Now that the dust has settled on longtime strongman Viktor Orbán’s landslide electoral defeat last month, Hungarian industry figures are charting a course for what one leading producer describes as a “new day” after 16 years of Orbán’s authoritarian rule.
The election-day shocker set off waves of jubilation across the Hungarian film community, with Oscar-winning “Son of Saul” filmmaker László Nemes, competing for the Palme d’Or this week with the French-language WWII biopic “Moulin,” telling Variety that his country was “thrilled to wake up from this nightmare.”
Now the work begins. Normally buzzing Budapest, which hosts the second-largest production hub in Europe after the U.K., witnessed a slowdown in the second half of 2025, partly due to doubts cast by the Orbán government on the future of Hungary’s usually reliable 30% incentive scheme.
The first order of business for the incoming administration will be to “provide stability to the incentive program that will give our clients the confidence they need to keep coming,” according to Adam Goodman, managing partner of Mid Atlantic Films, which recently wrapped production on Ron Howard’s “Alone at Dawn,” starring Adam Driver and Anne Hathaway, for Amazon MGM.
Production has already seen an uptick this year, and that trend is likely to continue under the new administration. Ildikó Kemény, managing director of Budapest-based “Moulin” co-producer Pioneer Stillking Films, notes that “the new leadership has been supportive of our industry during its campaigning,” with incoming PM Péter Magyar promising wholesale reforms that will “restore the predictability and international competitiveness of the Hungarian film industry.”

* Data for review

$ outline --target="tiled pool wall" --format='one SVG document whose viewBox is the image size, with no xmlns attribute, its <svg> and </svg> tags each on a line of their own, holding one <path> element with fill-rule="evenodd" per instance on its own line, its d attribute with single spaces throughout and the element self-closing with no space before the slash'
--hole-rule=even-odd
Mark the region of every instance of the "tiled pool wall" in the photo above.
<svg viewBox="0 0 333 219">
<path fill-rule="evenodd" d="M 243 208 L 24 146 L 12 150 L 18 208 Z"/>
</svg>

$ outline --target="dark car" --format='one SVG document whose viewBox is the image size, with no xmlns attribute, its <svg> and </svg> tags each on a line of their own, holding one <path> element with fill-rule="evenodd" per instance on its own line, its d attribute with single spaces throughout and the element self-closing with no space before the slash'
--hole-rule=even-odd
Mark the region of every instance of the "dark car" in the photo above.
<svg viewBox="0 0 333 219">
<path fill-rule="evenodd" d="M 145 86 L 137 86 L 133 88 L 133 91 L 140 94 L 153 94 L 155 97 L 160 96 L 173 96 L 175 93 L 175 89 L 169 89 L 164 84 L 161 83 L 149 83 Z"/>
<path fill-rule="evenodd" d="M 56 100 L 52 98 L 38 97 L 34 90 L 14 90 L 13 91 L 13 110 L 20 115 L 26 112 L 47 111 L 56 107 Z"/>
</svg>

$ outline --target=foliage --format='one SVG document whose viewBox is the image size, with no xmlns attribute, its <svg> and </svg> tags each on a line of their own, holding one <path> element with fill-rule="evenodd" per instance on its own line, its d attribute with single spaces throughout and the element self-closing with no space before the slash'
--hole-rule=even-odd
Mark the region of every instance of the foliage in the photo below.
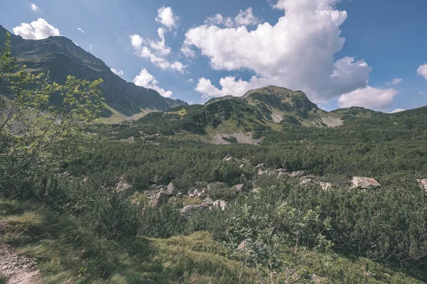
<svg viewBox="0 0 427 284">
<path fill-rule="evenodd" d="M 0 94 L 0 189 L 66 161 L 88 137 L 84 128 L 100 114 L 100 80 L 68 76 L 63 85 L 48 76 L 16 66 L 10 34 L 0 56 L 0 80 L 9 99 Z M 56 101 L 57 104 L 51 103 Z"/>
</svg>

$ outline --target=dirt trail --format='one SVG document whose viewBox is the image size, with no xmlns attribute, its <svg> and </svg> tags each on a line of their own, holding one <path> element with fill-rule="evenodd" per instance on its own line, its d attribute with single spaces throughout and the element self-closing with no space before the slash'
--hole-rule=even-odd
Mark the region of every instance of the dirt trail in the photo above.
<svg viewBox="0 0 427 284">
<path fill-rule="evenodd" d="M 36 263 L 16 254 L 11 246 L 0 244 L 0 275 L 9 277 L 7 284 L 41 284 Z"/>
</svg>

* Task statement
Answer these from the piece on Hungary's film industry:
1. How many years of Orbán's rule does it mention?
2. What is the rate of Hungary's film incentive scheme?
3. Who is managing director of Pioneer Stillking Films?

* Response area
1. 16 years
2. 30%
3. Ildikó Kemény